Job =>
Return verbatim the entries below, beginning at the line that contains "Q: For every instance of the distant" and continuing through the final line of the entries, with both of those lines included.

* begin Data to process *

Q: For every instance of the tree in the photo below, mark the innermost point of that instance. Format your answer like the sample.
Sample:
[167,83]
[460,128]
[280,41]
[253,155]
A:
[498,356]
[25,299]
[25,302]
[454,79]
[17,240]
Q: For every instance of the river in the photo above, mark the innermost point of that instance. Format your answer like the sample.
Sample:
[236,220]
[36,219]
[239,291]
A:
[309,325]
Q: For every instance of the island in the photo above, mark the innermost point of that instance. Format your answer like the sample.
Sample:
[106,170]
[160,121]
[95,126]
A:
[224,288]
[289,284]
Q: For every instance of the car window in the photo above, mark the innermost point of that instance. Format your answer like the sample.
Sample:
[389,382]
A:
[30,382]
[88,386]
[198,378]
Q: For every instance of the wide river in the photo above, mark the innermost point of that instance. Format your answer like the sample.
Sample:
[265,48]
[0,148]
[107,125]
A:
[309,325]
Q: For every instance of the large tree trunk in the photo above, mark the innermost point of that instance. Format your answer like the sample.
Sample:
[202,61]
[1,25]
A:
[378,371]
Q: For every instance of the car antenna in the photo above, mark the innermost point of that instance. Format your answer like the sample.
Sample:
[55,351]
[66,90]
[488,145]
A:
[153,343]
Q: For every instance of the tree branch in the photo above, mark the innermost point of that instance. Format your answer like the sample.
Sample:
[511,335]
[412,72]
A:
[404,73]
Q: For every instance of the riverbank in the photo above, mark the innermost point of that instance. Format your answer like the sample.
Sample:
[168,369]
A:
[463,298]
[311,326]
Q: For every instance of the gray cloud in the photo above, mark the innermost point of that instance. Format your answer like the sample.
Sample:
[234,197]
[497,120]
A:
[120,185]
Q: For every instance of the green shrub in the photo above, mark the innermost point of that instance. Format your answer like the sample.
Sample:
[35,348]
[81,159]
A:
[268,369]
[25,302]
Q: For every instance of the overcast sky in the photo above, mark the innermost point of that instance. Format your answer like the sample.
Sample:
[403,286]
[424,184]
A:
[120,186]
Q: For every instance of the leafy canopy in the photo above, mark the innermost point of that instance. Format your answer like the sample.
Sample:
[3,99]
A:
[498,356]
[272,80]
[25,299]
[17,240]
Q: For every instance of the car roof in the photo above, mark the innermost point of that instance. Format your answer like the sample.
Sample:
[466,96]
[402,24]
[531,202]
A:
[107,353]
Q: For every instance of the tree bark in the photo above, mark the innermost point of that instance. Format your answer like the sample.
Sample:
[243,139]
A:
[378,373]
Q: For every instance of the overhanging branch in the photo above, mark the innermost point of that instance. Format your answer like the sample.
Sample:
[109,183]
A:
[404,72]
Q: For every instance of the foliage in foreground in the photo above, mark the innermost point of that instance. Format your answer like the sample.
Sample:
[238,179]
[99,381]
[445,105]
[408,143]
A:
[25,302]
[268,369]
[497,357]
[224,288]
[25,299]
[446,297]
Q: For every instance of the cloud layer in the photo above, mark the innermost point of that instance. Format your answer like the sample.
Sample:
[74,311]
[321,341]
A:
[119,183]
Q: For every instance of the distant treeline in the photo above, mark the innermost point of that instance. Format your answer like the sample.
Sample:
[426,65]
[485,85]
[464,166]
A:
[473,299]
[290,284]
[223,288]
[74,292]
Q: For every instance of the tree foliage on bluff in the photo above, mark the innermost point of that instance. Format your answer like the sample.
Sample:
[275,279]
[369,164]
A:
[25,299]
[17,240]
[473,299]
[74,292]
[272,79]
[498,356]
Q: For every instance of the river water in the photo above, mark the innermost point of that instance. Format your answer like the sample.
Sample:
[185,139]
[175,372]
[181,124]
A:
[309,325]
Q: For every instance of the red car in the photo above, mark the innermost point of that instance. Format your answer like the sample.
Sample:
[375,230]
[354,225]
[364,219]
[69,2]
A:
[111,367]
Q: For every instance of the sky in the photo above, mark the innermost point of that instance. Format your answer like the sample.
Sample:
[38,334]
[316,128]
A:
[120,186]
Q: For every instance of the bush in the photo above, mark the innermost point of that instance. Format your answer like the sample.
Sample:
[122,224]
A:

* end Data to process *

Exercise response =>
Q: For every instance of the distant treeline in the photo above, mark the innermost point of that instance. Format your answer like the sample.
Sample:
[426,65]
[485,85]
[464,166]
A:
[473,299]
[290,284]
[223,288]
[74,292]
Q: For every instance of the tree foliage on bluff in the photo above, mark the innermost point of that instance. Format your answer like the sample.
Sample:
[275,279]
[369,164]
A:
[25,299]
[17,240]
[473,299]
[74,292]
[272,79]
[498,356]
Q: For every instance of the river water in the photo above, mark the innermost point of that instance. Format your answer like the sample.
Sample:
[185,139]
[175,372]
[181,124]
A:
[309,325]
Q: For every instance of the red car in the photo above, mark the innermost point of that instance. Format your answer like the sample.
Sample:
[375,230]
[354,225]
[364,219]
[69,2]
A:
[111,367]
Q: For every instance of the sky in the photo above, mark the innermost point of that instance. Format your answer like the sample.
Sample:
[38,334]
[316,128]
A:
[120,186]
Q: For every instance of the bush in the photo above, mark the innermost point of that instance. Format your answer like the sample.
Sample:
[122,224]
A:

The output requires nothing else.